Identify the line in which "Target: curly brown hair" appears, then reproduce that line and all remaining lines of the records word for word.

── SOURCE MATERIAL

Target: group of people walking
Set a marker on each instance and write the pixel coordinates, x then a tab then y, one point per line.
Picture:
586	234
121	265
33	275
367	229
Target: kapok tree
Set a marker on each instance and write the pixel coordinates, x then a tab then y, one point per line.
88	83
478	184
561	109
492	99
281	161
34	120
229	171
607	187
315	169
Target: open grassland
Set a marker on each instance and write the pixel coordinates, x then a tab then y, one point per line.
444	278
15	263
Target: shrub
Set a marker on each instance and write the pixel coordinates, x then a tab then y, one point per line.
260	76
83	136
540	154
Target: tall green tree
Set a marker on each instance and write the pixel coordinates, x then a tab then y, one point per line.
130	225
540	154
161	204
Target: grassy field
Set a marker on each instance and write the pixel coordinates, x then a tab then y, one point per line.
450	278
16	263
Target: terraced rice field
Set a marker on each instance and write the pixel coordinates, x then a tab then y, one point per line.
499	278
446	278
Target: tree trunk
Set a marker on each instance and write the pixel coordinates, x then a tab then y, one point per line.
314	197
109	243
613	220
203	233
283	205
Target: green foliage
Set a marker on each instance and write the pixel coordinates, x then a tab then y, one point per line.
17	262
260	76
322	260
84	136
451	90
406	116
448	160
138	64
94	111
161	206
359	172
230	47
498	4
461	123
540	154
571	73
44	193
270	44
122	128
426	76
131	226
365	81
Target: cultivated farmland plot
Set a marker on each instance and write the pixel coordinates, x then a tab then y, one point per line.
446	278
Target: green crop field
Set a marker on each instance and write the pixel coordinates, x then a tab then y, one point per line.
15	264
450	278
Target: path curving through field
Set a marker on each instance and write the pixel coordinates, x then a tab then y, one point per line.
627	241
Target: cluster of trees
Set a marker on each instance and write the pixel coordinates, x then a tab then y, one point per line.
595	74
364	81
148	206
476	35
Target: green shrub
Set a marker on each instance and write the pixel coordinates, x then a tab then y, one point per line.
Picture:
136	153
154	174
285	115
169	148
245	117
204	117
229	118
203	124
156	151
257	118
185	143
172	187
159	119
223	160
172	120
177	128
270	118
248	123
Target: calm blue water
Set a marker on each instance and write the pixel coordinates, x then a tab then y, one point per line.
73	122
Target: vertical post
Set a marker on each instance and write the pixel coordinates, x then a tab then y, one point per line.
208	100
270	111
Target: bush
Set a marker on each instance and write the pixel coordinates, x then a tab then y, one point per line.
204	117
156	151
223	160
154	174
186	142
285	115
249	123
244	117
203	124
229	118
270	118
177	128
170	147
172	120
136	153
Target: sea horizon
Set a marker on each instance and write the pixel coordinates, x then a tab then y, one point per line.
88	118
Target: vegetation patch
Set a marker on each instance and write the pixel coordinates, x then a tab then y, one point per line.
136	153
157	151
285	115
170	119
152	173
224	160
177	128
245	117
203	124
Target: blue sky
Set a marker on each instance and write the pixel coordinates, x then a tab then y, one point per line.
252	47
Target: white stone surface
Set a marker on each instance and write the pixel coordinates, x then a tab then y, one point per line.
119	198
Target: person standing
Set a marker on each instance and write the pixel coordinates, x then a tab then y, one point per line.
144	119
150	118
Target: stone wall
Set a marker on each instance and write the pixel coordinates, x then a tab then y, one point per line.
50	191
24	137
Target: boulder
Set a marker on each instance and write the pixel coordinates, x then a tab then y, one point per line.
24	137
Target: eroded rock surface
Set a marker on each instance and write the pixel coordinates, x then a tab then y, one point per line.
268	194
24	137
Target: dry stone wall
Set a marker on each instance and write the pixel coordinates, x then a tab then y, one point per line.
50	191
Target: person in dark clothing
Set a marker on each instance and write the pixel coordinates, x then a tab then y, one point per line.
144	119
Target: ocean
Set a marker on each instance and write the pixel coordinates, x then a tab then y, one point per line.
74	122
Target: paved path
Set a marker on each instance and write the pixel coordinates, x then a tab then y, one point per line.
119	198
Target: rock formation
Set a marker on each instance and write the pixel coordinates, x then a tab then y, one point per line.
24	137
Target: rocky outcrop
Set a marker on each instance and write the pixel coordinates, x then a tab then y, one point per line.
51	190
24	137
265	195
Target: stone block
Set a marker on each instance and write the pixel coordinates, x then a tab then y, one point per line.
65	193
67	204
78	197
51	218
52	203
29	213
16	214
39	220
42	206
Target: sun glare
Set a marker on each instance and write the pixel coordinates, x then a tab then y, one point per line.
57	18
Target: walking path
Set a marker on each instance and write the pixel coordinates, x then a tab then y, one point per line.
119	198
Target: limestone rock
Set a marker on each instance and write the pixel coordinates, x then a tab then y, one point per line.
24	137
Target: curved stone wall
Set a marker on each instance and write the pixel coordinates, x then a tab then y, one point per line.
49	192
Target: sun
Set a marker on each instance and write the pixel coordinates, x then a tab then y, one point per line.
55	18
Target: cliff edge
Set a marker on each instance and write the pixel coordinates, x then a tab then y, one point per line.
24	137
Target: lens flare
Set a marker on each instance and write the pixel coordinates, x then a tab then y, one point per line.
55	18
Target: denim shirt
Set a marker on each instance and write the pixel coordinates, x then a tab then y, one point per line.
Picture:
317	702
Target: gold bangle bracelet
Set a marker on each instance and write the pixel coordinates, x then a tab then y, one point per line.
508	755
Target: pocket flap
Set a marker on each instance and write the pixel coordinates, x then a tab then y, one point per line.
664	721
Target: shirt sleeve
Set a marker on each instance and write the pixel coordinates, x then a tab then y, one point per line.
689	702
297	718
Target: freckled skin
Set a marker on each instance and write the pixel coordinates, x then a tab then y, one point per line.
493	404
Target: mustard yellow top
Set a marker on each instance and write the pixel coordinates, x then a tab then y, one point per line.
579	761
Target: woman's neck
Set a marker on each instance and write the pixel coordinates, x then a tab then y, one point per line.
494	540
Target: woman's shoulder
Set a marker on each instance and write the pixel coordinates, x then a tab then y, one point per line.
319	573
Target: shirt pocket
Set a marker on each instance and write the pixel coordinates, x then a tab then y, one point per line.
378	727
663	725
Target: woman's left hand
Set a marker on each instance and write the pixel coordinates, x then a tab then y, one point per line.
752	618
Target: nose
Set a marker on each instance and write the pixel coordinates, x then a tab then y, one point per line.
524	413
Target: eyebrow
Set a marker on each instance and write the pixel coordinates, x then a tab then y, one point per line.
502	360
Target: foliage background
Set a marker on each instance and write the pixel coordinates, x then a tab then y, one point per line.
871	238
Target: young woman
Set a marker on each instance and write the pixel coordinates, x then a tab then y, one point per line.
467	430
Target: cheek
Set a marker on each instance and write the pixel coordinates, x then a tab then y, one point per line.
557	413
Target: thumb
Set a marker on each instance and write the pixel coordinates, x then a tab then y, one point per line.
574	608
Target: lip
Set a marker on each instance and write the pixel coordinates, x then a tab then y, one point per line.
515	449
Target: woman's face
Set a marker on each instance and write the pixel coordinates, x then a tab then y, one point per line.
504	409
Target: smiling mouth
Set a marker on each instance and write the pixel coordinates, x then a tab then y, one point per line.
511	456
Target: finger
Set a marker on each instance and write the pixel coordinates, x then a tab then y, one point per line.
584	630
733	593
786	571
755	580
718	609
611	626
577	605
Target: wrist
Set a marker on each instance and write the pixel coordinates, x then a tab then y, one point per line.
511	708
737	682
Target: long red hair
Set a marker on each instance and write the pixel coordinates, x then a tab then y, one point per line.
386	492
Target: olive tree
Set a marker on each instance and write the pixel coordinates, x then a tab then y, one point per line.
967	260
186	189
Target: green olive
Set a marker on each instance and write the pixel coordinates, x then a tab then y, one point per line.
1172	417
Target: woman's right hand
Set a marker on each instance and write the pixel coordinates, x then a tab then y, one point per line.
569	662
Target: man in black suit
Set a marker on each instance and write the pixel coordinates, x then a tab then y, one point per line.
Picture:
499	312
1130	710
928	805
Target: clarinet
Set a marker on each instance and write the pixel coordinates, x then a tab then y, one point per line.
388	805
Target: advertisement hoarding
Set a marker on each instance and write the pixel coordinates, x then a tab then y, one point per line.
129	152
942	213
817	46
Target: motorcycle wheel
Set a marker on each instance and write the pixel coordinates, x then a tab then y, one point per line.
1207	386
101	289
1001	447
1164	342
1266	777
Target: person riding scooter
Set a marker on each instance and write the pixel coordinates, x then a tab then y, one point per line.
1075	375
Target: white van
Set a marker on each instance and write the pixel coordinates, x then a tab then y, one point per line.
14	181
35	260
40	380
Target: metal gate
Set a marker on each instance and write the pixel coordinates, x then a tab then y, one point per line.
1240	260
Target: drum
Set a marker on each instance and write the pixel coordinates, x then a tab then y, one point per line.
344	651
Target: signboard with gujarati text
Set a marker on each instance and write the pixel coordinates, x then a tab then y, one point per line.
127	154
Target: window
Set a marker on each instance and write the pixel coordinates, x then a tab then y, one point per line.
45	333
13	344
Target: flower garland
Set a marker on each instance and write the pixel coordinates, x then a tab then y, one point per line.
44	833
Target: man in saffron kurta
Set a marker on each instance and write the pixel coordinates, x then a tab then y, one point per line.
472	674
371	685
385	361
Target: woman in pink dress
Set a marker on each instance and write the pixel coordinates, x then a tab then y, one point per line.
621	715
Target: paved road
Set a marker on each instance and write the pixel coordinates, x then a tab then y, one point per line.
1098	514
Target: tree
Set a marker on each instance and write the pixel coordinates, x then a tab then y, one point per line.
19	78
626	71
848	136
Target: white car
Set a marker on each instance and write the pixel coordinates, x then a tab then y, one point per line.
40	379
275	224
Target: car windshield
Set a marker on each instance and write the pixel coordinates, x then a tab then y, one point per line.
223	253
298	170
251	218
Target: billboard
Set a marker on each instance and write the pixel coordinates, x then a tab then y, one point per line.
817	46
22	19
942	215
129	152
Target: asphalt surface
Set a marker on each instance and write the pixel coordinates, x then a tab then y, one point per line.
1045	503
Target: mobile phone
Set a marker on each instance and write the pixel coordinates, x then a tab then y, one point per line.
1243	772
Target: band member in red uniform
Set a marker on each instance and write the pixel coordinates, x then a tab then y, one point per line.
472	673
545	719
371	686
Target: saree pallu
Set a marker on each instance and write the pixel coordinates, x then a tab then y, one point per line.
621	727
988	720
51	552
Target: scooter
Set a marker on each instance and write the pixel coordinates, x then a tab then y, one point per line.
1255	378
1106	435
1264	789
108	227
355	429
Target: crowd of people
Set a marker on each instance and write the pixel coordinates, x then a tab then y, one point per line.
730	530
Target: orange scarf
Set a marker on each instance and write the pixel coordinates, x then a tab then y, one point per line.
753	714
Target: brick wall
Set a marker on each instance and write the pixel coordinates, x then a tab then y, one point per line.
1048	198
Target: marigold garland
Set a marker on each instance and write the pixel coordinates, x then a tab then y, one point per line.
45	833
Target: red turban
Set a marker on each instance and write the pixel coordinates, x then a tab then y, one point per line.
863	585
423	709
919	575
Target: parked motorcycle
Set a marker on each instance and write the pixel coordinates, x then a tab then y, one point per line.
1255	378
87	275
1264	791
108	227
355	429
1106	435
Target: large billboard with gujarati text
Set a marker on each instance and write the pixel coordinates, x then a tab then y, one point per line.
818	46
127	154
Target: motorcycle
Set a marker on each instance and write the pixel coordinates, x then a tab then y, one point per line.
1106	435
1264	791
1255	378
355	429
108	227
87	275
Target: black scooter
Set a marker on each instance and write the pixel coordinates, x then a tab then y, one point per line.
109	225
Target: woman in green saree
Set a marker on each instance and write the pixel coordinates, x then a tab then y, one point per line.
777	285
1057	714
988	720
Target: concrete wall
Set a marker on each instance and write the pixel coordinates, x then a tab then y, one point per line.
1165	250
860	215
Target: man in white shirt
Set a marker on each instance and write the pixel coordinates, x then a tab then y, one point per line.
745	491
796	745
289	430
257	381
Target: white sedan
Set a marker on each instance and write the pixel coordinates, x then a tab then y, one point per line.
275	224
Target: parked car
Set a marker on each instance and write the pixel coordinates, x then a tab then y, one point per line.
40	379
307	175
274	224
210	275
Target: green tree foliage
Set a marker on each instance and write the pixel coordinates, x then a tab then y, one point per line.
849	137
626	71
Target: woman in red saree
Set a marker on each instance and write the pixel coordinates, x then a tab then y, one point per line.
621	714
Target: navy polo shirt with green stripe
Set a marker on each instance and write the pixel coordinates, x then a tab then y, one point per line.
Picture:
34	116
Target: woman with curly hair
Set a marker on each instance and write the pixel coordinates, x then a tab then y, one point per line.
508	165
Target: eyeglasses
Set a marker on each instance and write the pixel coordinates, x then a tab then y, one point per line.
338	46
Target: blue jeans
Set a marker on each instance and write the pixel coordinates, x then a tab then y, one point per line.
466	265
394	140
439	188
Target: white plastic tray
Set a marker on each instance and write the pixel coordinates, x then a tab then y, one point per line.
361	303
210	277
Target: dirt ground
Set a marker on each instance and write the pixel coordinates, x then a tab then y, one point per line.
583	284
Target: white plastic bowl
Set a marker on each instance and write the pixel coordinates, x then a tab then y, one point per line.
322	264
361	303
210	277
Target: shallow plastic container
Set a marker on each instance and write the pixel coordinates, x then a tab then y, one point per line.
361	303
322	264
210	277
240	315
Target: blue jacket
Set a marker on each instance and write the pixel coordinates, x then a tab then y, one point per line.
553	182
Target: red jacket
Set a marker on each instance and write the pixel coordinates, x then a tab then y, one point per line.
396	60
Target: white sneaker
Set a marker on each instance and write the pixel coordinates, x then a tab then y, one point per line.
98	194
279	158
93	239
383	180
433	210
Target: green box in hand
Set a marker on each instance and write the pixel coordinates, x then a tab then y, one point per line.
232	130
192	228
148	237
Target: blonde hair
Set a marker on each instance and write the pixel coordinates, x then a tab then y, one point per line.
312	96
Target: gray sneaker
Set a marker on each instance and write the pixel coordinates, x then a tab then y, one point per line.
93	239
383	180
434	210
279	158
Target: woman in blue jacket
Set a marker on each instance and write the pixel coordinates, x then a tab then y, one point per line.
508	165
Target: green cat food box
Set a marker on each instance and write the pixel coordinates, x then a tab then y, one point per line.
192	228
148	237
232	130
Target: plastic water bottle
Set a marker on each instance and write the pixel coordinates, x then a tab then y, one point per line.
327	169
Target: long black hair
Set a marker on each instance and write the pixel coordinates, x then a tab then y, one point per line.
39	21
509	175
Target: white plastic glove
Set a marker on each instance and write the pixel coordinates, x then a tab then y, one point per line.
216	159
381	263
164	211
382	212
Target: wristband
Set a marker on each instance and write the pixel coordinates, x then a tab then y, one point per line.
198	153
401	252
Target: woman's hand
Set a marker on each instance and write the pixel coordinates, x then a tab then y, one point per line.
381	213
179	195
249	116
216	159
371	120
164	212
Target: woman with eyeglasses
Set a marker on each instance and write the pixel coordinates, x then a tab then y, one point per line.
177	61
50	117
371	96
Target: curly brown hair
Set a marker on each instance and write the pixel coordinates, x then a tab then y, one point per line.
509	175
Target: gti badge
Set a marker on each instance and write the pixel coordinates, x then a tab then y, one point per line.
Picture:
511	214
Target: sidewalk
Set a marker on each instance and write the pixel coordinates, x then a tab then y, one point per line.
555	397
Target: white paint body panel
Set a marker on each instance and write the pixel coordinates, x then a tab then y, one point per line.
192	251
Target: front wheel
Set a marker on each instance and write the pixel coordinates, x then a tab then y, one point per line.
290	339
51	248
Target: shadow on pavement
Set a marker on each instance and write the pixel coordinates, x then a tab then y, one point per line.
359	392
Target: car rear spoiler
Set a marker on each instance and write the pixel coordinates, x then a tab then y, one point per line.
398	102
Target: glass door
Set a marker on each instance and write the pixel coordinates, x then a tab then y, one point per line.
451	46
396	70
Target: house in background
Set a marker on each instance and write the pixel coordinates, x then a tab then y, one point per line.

────

| WRITTEN RESPONSE |
Target: curly brown hair
Set a marker on each instance and write the pixel coordinates, x then a tab then y, one point per line.
509	175
Target: gti badge
Set a marker on each instance and write the pixel coordinates, x then a tab then y, one point per line.
Picture:
511	214
Target: sidewalk
Set a marker on each instance and write the pixel coordinates, x then a tab then y, one point per line.
555	397
Target: white paint body panel
Set a marker on each instance and write the pixel coordinates, x then a tab then y, one point per line.
192	251
Target: front wheel
Set a marker on each instance and write the pixel coordinates, x then a tab then y, one point per line.
290	339
51	248
Target: shadow on pavement
Set a marker on each instance and write the pixel coordinates, x then a tab then y, one point per line.
359	392
Target: car rear spoiler
Set a marker on each instance and write the pixel coordinates, x then a tab then y, one point per line.
398	102
Target: glass door
Set a marker on each instance and write the pixel coordinates, x then a tab then y, one point per line.
451	46
396	70
Target: house in background
Set a marker on each instance and write the pixel coordinates, x then a tab then y, one point per line.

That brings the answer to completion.